Report each line below that contains the word "positive", copying every such line in full.

(Stored items)

┄┄┄┄┄┄

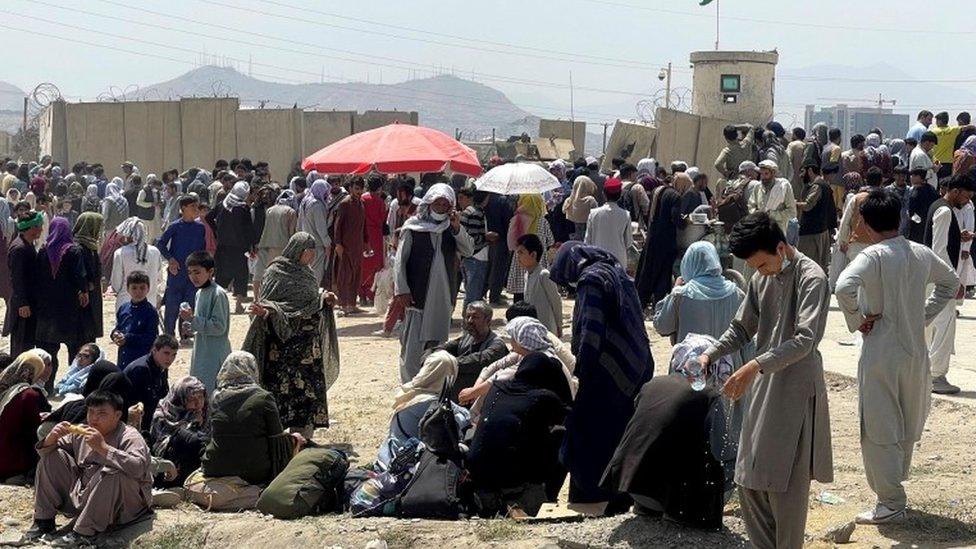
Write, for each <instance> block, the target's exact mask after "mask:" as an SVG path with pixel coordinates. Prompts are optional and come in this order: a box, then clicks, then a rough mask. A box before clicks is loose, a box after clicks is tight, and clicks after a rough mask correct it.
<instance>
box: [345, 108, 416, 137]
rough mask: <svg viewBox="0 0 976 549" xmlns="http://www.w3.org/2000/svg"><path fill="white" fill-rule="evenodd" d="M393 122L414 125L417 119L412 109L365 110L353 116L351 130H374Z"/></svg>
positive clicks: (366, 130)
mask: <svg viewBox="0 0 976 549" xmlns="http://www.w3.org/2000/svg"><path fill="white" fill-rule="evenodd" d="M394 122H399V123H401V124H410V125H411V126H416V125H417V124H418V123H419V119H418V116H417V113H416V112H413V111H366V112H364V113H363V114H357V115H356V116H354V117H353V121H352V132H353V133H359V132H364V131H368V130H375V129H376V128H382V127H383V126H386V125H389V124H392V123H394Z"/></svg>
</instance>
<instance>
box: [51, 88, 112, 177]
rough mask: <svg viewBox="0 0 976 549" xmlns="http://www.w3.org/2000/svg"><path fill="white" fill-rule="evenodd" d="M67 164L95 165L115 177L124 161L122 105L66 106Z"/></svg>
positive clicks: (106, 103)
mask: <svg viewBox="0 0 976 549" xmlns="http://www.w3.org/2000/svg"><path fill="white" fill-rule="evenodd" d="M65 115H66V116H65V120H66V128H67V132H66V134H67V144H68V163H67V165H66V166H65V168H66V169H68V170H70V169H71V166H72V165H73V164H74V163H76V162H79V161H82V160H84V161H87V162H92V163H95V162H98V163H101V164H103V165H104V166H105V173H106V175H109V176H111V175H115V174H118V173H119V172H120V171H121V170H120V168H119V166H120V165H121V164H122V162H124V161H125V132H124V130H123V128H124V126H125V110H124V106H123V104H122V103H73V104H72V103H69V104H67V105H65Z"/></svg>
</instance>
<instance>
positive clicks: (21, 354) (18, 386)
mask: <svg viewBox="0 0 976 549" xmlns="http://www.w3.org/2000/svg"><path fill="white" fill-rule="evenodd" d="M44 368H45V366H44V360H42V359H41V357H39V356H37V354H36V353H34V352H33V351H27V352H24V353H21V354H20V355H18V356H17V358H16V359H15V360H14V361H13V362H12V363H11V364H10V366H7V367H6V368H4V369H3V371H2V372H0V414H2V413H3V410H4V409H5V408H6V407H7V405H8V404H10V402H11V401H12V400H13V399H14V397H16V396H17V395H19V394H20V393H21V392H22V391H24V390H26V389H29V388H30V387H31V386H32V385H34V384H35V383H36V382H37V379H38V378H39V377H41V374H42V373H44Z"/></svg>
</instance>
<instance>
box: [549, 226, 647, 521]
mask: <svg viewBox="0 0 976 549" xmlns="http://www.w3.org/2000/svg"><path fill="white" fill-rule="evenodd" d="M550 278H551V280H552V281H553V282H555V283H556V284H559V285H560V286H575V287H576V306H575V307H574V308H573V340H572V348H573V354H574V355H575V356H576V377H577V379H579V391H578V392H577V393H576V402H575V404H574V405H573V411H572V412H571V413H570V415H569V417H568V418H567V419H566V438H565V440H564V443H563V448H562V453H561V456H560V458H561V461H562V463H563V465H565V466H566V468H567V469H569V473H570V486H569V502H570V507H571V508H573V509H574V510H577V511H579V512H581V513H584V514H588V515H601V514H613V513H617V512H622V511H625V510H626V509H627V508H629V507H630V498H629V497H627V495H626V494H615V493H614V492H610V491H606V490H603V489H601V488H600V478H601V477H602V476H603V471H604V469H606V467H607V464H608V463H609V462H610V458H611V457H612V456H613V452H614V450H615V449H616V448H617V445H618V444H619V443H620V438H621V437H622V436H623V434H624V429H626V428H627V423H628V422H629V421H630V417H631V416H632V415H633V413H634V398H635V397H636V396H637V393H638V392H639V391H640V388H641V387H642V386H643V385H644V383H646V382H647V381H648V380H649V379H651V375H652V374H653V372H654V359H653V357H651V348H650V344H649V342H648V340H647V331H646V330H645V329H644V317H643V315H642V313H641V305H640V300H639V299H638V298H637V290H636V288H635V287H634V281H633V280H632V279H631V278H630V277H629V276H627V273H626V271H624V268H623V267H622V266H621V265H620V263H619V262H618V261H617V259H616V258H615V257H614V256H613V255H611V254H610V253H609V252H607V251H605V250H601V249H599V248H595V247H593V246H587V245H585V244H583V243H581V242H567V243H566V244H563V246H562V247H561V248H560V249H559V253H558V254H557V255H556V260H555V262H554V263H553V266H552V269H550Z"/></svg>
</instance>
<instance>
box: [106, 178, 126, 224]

┄┄┄┄┄┄

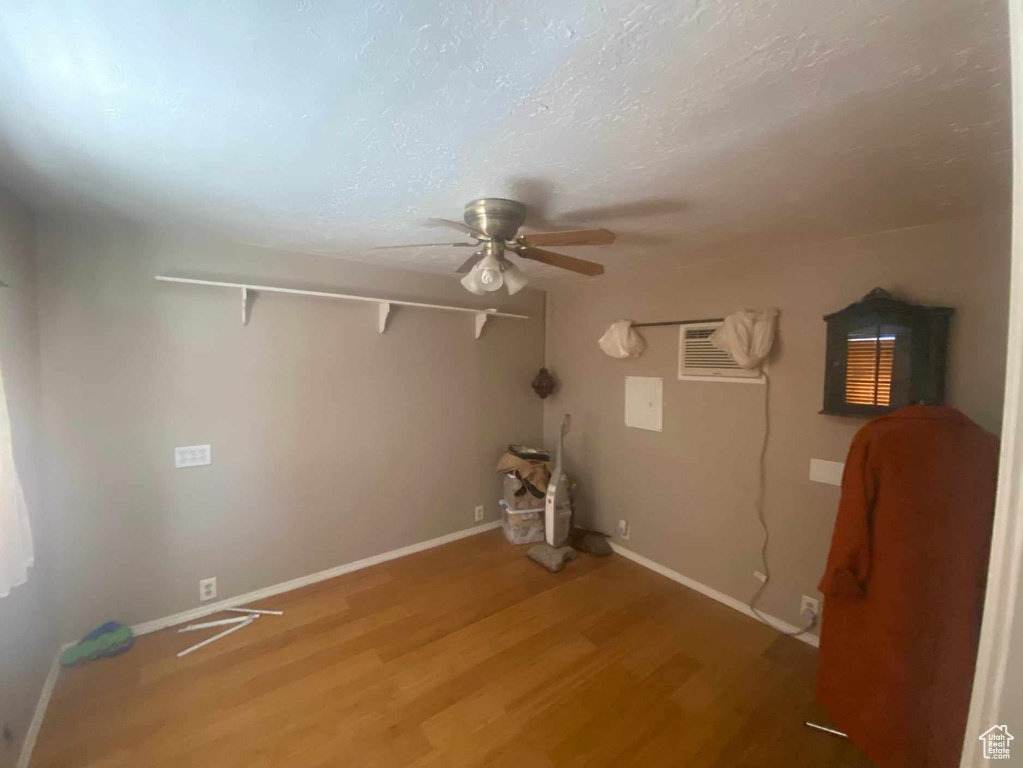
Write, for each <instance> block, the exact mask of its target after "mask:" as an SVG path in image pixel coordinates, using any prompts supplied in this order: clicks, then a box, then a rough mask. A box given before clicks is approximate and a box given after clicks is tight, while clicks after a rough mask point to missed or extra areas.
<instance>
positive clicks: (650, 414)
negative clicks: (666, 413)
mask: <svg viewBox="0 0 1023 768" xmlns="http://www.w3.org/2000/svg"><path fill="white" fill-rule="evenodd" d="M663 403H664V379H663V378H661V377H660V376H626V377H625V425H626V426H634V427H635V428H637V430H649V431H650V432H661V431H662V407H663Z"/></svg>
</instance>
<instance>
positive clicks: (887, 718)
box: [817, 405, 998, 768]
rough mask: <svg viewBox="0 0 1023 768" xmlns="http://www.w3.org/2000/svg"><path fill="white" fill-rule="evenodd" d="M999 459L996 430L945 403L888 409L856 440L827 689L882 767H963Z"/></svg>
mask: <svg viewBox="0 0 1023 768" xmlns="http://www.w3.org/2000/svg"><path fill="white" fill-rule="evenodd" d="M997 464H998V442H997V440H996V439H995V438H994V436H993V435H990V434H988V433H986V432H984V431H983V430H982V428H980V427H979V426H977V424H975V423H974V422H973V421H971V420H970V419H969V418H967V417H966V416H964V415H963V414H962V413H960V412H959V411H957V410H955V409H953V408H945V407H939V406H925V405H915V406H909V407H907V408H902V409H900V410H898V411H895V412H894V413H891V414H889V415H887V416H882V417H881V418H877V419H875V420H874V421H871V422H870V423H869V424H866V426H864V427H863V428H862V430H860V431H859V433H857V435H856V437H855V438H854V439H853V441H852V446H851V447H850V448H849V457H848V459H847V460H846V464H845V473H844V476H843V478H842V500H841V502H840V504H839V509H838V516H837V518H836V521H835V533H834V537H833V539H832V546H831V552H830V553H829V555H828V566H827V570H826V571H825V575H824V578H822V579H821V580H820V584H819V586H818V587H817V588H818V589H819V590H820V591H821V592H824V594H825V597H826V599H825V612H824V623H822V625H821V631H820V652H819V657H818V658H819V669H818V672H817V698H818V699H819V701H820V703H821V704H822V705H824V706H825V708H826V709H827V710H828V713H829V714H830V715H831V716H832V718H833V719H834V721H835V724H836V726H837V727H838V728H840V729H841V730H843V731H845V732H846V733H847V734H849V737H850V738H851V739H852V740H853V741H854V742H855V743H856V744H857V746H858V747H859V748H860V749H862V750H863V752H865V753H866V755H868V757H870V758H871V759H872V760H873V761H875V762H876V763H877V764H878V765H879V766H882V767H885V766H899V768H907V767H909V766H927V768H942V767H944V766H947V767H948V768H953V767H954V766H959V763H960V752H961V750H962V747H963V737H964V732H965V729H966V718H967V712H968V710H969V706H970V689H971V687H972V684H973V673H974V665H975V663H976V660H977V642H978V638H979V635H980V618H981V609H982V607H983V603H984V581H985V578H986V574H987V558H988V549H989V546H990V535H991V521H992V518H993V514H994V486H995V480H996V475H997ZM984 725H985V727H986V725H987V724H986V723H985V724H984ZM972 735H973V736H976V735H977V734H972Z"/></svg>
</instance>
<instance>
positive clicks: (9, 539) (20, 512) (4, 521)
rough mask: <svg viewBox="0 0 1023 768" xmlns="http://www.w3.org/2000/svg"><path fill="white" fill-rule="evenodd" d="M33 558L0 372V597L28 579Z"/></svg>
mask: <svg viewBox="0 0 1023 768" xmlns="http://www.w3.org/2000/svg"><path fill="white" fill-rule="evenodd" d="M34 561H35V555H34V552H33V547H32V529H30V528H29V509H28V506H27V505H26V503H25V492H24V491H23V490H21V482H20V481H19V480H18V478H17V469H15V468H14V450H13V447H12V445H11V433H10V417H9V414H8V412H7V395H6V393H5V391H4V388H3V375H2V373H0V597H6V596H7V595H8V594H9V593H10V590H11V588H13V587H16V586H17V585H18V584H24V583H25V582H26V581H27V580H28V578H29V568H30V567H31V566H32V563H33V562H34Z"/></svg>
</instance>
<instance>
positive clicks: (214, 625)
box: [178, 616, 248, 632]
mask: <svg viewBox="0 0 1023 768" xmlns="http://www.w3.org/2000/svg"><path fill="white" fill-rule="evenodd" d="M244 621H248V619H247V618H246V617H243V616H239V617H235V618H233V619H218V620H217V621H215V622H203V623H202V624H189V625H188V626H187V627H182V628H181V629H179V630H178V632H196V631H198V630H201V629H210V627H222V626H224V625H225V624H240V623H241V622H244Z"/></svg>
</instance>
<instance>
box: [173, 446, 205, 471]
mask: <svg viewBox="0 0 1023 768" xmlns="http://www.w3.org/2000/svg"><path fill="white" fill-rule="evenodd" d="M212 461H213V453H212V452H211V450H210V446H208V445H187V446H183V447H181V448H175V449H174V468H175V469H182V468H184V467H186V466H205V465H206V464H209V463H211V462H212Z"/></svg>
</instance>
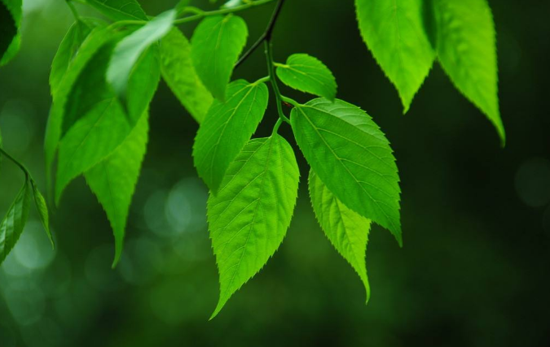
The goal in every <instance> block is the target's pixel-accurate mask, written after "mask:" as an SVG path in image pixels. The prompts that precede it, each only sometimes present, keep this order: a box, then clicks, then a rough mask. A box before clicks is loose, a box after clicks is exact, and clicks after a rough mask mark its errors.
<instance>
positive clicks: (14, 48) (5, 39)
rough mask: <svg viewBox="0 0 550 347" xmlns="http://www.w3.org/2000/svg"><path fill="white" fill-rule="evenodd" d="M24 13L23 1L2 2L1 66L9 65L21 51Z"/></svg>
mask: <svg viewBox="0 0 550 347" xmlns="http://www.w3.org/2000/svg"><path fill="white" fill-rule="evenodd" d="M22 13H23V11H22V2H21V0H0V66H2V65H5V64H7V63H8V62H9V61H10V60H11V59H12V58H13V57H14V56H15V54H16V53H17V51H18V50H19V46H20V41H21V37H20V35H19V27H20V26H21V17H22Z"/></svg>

┄┄┄┄┄┄

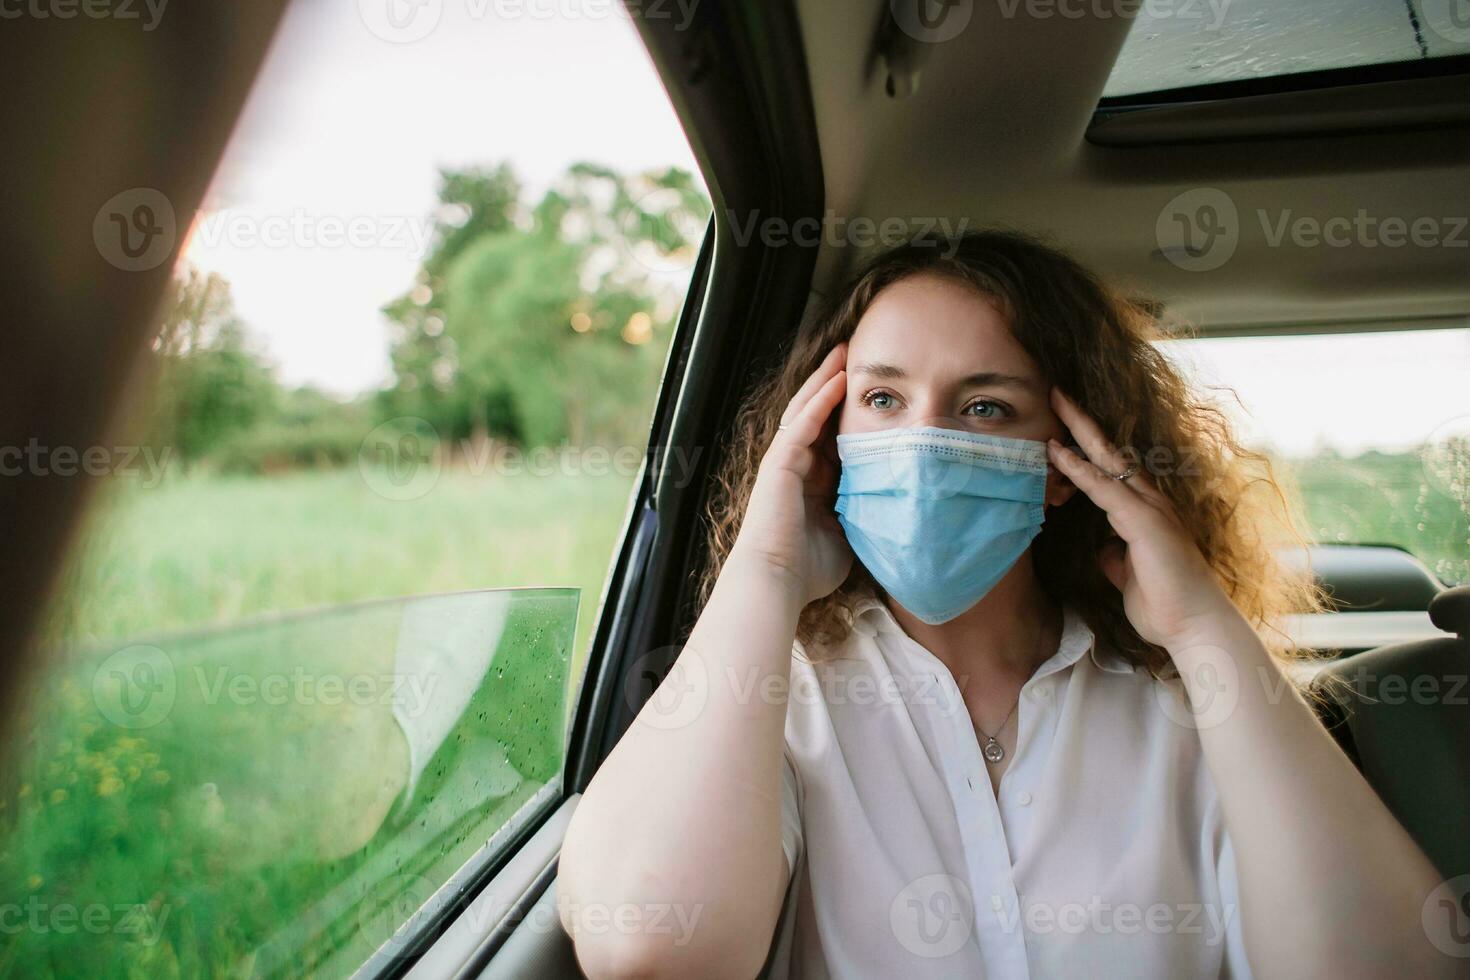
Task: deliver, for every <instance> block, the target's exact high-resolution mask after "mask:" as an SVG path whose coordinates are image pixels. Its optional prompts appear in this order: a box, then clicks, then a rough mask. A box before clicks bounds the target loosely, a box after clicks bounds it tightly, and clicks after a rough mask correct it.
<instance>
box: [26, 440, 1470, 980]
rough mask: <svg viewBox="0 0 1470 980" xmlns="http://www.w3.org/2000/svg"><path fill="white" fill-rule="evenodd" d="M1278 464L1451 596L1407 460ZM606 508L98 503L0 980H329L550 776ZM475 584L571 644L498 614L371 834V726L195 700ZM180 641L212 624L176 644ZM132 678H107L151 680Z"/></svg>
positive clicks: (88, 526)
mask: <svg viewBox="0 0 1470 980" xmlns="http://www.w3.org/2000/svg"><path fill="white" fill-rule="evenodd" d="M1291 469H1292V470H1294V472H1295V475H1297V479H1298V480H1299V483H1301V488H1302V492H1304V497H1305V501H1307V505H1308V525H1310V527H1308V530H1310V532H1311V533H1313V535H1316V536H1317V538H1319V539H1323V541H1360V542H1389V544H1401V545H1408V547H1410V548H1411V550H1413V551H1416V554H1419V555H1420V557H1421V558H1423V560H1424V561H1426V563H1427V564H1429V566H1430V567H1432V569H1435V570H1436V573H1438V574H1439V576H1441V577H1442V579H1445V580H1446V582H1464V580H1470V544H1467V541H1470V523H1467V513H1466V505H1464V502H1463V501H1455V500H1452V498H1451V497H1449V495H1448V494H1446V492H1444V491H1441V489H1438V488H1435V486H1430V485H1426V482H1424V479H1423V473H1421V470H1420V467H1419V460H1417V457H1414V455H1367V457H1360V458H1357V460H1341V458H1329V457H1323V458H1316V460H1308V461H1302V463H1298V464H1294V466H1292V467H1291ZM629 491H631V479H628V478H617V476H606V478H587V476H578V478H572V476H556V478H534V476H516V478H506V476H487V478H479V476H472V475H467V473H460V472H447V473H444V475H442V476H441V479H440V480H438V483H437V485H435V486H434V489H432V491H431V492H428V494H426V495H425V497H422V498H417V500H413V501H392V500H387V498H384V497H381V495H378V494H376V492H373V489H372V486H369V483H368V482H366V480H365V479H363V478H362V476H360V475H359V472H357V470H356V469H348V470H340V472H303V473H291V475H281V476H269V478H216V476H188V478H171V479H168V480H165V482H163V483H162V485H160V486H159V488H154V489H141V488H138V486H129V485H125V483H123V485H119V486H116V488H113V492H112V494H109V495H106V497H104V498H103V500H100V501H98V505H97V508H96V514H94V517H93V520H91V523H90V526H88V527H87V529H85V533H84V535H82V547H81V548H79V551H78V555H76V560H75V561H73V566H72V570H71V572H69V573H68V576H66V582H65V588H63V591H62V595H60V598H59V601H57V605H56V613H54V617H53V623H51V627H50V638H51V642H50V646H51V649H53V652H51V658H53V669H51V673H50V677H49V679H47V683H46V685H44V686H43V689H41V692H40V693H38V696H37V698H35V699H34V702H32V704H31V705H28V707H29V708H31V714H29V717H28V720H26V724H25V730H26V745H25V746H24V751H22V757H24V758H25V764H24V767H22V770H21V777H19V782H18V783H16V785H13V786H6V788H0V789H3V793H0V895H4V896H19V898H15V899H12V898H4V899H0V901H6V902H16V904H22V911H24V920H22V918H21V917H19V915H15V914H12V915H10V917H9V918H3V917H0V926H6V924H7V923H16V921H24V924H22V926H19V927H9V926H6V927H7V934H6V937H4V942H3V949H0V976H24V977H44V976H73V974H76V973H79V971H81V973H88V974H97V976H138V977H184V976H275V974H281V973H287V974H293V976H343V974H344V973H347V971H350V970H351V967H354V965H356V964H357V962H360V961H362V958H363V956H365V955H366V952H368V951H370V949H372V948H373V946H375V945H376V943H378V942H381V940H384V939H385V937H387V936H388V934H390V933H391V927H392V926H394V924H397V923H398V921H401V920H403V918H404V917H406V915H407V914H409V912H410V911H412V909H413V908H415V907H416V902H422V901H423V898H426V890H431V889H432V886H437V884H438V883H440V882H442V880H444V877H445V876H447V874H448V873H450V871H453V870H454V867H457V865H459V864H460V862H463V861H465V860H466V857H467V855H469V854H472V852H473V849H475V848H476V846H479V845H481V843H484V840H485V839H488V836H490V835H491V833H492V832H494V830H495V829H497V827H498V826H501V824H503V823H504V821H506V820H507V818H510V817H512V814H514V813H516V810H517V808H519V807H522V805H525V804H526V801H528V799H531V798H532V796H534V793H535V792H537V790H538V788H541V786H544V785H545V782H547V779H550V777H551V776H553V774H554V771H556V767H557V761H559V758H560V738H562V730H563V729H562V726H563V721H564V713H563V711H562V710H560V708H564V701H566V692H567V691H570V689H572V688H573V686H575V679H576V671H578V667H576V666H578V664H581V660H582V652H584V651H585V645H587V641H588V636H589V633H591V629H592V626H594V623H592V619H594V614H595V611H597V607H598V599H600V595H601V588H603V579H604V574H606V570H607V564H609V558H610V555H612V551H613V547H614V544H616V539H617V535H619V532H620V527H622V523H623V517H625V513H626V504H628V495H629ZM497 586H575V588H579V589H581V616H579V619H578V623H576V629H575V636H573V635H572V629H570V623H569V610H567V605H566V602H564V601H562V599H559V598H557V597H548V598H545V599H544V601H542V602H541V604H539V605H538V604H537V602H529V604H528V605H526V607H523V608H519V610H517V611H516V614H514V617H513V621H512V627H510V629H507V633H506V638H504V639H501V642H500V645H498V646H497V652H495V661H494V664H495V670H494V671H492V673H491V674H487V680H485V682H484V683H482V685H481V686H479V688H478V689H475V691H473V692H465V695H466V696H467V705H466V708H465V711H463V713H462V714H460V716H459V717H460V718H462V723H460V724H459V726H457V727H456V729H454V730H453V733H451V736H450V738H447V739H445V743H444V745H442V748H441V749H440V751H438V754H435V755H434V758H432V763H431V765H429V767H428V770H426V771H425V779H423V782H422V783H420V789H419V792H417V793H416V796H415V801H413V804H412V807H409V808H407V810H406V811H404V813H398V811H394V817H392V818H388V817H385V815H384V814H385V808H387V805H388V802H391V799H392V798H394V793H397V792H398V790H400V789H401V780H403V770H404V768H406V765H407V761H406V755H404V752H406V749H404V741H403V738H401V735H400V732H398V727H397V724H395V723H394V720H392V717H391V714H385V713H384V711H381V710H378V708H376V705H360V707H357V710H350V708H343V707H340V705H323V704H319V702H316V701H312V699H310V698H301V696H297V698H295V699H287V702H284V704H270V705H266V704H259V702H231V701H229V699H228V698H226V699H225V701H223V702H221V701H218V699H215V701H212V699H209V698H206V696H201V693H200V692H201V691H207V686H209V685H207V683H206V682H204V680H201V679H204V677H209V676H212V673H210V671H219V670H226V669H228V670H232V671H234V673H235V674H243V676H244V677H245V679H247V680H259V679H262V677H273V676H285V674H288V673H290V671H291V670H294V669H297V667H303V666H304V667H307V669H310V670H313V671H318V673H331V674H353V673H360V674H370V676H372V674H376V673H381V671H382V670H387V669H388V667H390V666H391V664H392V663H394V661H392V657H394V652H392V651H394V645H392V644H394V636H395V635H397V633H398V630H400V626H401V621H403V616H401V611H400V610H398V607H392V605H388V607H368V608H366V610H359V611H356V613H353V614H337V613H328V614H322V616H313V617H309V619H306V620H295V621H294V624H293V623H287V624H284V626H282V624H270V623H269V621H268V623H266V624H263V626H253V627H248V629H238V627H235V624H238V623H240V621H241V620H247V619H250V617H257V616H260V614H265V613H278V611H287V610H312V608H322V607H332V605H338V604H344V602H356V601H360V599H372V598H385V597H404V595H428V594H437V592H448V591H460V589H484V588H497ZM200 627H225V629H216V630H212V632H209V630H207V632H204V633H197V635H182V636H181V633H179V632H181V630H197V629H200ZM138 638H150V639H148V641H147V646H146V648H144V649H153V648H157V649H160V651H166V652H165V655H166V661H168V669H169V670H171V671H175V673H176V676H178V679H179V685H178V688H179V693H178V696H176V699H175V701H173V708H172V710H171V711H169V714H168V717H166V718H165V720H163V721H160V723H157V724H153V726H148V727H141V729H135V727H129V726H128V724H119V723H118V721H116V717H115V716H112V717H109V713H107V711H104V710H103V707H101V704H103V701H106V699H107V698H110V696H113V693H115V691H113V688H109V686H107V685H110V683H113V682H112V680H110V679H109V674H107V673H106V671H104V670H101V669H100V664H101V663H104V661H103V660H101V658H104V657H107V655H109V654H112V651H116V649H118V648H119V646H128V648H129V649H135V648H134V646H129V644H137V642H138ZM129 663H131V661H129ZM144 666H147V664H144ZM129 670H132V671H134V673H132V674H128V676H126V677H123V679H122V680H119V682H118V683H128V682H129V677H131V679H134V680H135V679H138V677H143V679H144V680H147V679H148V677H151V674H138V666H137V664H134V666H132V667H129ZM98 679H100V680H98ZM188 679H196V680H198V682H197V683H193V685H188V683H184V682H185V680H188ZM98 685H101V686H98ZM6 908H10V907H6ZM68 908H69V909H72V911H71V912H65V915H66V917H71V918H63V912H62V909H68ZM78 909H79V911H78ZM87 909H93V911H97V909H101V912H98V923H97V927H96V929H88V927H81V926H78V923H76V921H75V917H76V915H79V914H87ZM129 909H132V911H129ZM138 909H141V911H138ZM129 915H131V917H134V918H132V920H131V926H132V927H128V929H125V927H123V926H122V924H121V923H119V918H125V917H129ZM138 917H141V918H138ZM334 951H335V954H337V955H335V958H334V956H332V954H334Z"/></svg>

┄┄┄┄┄┄

## Reply
positive clicks: (366, 130)
positive clicks: (106, 103)
positive clicks: (21, 354) (18, 386)
positive clicks: (650, 414)
positive clicks: (887, 718)
positive clicks: (9, 539) (20, 512) (4, 521)
positive clicks: (214, 625)
positive clicks: (14, 48) (5, 39)
positive clicks: (88, 526)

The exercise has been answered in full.